What the exercise asks:
The output should be all lines of the entries below in which the word "tongue" occurs.

Records provided:
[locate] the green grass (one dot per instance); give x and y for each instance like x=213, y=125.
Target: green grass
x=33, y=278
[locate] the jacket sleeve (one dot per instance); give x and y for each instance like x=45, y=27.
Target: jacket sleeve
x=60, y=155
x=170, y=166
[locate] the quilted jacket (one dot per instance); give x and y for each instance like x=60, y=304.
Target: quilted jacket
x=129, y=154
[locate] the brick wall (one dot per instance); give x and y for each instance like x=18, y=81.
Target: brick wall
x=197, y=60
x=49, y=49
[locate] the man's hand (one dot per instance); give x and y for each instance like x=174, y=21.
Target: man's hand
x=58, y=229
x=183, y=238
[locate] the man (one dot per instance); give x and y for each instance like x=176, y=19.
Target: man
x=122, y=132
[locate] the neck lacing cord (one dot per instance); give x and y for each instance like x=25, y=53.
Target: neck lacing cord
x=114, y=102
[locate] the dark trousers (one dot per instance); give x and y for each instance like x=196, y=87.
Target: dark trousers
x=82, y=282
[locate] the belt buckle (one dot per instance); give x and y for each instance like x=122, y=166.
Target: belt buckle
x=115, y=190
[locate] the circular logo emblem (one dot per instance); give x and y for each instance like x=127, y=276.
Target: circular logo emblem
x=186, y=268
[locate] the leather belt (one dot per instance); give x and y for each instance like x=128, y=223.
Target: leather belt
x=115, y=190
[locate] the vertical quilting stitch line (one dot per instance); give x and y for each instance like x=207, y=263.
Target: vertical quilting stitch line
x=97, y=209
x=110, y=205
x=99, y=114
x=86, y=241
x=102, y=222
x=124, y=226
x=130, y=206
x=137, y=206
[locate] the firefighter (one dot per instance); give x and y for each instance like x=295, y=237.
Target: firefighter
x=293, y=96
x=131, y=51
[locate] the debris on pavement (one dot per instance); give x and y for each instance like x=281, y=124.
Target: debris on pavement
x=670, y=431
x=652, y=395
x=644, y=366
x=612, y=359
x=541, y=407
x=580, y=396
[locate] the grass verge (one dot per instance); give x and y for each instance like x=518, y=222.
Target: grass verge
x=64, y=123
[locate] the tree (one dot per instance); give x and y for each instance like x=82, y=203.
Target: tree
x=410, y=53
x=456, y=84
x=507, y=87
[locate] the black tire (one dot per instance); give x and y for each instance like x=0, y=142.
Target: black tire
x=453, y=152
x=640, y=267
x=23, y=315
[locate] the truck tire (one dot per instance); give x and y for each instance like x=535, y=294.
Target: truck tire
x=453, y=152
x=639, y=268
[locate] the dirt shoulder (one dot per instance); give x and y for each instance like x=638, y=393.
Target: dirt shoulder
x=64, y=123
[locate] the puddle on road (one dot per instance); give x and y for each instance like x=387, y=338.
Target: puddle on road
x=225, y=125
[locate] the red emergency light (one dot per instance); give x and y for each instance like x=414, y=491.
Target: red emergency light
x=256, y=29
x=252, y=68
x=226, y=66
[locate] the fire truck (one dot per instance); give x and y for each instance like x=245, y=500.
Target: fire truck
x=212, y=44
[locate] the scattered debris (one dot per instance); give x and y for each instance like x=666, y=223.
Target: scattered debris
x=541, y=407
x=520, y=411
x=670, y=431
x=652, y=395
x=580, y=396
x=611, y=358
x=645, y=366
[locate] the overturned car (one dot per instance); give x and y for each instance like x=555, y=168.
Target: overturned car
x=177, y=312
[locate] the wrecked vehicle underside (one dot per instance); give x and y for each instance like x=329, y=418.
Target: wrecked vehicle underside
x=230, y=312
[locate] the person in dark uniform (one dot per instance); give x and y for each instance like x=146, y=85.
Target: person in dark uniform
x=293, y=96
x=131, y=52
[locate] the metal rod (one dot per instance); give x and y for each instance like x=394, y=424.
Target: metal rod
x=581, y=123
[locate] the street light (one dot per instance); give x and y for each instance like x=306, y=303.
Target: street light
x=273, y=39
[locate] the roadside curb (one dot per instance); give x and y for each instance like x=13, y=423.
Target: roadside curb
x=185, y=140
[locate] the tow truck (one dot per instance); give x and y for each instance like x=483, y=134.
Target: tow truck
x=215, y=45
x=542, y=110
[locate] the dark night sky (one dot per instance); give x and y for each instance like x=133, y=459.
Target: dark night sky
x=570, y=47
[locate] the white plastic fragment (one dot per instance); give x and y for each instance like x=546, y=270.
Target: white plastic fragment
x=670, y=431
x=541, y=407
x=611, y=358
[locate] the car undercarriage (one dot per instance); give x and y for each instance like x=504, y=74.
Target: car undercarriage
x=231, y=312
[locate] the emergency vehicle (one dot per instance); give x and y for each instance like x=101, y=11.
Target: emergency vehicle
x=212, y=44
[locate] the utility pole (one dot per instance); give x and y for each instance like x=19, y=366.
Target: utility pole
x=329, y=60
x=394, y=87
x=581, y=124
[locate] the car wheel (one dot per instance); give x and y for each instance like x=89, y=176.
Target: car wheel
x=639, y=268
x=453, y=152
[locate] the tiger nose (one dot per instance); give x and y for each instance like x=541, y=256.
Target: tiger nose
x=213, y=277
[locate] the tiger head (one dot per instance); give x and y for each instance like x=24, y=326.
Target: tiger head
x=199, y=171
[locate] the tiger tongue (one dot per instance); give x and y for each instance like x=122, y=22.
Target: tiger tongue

Result below:
[locate] the tiger tongue (one dot per instance); give x and y for each instance like x=122, y=22.
Target: tiger tongue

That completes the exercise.